Extracted data:
******************************

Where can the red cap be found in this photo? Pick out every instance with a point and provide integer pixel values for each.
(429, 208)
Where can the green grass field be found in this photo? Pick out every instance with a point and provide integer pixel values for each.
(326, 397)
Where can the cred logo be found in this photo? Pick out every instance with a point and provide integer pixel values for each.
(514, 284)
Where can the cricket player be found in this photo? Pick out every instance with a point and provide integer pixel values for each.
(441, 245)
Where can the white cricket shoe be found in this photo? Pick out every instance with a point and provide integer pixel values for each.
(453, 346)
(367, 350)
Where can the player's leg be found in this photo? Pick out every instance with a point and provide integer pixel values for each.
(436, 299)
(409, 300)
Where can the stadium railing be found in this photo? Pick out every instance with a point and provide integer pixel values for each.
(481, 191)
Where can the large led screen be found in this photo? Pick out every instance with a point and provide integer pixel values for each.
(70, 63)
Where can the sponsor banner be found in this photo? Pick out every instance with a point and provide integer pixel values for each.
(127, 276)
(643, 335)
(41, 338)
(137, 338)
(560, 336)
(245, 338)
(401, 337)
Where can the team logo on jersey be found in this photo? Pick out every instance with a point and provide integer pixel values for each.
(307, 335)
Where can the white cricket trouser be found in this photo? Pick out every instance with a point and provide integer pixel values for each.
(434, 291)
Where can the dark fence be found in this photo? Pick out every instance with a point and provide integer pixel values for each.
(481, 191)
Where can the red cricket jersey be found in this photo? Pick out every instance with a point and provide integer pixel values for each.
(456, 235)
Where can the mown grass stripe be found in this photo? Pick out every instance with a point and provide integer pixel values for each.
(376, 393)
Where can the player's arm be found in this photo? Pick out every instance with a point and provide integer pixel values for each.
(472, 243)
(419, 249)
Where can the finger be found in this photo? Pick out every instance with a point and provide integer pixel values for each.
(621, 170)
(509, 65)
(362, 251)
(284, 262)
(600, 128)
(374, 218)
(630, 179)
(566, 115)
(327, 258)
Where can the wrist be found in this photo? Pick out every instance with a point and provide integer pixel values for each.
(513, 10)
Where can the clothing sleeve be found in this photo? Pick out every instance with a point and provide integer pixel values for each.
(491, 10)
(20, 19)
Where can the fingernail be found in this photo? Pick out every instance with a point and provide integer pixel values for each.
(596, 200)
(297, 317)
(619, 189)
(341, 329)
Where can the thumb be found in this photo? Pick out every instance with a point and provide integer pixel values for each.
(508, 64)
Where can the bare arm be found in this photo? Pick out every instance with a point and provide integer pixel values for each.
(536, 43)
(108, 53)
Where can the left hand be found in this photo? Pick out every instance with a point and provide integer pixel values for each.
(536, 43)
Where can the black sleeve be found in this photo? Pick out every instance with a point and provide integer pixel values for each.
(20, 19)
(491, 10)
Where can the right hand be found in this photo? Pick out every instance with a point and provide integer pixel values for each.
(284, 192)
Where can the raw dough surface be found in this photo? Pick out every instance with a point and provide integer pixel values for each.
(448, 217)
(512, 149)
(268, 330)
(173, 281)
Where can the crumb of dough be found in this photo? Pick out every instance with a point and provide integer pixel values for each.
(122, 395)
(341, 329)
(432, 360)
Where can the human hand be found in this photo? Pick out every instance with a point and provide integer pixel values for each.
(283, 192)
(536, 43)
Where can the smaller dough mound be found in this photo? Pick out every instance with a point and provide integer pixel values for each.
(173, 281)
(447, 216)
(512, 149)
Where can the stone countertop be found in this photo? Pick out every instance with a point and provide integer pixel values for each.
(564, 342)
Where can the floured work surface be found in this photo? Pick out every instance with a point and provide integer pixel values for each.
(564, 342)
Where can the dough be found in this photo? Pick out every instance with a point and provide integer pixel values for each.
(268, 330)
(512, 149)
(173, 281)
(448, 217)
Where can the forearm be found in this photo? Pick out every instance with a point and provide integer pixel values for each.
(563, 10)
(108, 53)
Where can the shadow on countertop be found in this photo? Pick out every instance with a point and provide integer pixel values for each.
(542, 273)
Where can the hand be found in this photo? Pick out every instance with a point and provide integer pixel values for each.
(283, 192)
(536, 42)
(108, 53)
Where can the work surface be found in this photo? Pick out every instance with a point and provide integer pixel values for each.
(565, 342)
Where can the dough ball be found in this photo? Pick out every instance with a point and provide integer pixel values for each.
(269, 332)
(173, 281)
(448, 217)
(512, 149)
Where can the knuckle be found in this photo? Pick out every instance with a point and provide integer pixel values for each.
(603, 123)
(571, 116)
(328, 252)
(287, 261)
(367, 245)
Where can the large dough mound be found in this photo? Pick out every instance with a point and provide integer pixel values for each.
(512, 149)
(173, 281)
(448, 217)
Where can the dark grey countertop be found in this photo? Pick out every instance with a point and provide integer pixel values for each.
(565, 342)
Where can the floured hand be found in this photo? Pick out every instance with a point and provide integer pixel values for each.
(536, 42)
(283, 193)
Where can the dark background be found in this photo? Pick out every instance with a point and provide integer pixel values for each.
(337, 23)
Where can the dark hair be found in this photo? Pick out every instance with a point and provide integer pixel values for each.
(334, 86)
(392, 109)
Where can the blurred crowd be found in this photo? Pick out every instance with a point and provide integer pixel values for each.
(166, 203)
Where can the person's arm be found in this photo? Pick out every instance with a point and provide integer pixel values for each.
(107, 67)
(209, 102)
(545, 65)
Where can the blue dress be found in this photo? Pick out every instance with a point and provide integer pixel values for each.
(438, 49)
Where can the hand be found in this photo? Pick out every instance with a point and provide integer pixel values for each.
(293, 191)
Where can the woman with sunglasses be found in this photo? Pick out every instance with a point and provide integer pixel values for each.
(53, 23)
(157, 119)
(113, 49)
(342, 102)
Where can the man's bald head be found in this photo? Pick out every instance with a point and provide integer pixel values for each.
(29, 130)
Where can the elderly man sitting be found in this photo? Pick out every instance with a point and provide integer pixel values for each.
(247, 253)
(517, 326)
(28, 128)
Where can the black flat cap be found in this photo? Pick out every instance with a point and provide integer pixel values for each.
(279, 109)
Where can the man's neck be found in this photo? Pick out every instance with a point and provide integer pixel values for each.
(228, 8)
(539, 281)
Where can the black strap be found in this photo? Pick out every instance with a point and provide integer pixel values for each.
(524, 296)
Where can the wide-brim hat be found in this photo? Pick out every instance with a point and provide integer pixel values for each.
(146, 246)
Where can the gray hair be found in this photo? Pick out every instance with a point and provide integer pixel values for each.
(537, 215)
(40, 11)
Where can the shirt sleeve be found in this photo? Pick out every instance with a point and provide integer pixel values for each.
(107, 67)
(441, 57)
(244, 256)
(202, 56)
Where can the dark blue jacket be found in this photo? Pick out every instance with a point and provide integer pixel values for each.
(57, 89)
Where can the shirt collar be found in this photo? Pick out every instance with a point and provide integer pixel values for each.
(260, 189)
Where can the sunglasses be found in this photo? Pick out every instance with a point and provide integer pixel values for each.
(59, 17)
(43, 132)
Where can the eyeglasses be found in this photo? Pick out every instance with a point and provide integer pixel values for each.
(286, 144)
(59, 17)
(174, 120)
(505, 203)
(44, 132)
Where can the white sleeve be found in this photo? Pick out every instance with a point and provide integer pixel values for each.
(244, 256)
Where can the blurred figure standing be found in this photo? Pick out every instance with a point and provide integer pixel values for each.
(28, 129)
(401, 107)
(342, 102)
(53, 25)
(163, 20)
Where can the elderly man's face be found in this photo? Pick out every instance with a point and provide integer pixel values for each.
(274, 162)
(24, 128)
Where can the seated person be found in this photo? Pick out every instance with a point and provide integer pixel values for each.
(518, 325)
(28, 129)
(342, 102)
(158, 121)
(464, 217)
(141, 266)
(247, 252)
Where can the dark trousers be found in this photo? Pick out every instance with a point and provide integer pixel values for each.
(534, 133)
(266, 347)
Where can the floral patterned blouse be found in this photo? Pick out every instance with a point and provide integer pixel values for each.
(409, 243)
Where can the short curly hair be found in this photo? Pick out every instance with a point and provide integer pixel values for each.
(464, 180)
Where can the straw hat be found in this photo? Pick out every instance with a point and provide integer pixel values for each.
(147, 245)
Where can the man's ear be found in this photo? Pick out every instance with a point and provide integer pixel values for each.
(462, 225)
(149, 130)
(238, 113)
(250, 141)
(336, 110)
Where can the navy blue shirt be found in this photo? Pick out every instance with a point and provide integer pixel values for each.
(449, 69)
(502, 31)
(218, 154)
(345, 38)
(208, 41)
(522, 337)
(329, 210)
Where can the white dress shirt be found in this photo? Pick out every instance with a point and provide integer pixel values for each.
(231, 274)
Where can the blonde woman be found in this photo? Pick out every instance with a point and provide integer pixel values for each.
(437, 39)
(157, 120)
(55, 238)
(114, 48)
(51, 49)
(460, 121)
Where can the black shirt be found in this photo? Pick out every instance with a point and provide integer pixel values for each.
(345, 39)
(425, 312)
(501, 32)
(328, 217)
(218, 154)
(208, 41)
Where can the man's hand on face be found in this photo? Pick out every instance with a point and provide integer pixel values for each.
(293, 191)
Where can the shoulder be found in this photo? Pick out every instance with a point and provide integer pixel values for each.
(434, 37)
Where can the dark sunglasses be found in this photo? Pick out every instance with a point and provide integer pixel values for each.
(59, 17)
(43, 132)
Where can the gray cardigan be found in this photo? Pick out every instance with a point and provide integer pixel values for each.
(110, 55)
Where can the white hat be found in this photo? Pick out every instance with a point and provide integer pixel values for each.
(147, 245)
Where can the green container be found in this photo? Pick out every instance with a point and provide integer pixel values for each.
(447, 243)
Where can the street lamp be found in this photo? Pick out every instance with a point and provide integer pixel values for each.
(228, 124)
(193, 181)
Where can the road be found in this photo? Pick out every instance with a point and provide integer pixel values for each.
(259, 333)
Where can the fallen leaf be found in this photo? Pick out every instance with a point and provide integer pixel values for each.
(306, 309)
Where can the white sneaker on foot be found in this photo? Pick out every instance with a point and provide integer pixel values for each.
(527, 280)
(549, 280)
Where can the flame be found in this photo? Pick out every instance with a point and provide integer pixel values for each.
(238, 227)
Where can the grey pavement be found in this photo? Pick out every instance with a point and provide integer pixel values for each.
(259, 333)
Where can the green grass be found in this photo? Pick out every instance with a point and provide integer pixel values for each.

******************************

Take every line from the one containing "Where can the man's hand" to the end of the listing and output it exactly, with nothing else.

Where can the man's hand on face be found in this photo? Pick out every instance with a point and provide integer pixel values for each.
(293, 191)
Where can the shoulder be found in this photo? Pick out every instance with a point and provide integer pixel values for each.
(434, 37)
Where can the dark sunglasses be found in this photo? Pick out every instance with a point and provide integer pixel values for each.
(59, 17)
(43, 132)
Where can the gray cardigan be found in this photo? Pick out every instance with a point and provide integer pixel values for each.
(110, 55)
Where can the white hat be found in this photo? Pick out every instance with a point and provide integer pixel values for each.
(147, 245)
Where can the green container be found in this photo? Pick out every instance with a point and provide integer pixel values for each.
(447, 243)
Where can the street lamp be found in this photo? Pick out every instance with a point and provide integer pixel values for each.
(228, 124)
(193, 181)
Where can the road be found in this photo? Pick out every instance with a point and provide integer pixel values for each.
(259, 333)
Where can the fallen leaf be found in this photo? Pick out every instance with a point and provide integer pixel values for each.
(306, 309)
Where can the white sneaker on foot be found in this photo? Pick out every instance with a point and provide integer pixel values for each.
(527, 280)
(549, 280)
Where can the flame be found in this photo? Pick out every instance with a point and provide integer pixel values for each.
(238, 227)
Where can the grey pavement be found in this photo? Pick out every instance with a point and provide integer pixel values for each.
(259, 333)
Where can the green grass be found in this photo? Pick out every instance with a point and provide integer pixel values for each.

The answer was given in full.